Write out the following items exactly as they appear, line for line.

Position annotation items
····················

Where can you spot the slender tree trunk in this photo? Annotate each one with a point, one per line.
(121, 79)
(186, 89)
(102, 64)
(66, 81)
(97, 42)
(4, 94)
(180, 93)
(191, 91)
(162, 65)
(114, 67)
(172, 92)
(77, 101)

····················

TASK RESULT:
Where can you spot the slender tree trunk in this photo? Annotate each one with a point, one per line.
(121, 79)
(186, 89)
(102, 64)
(66, 81)
(97, 42)
(4, 94)
(180, 93)
(191, 91)
(162, 65)
(114, 67)
(172, 92)
(77, 101)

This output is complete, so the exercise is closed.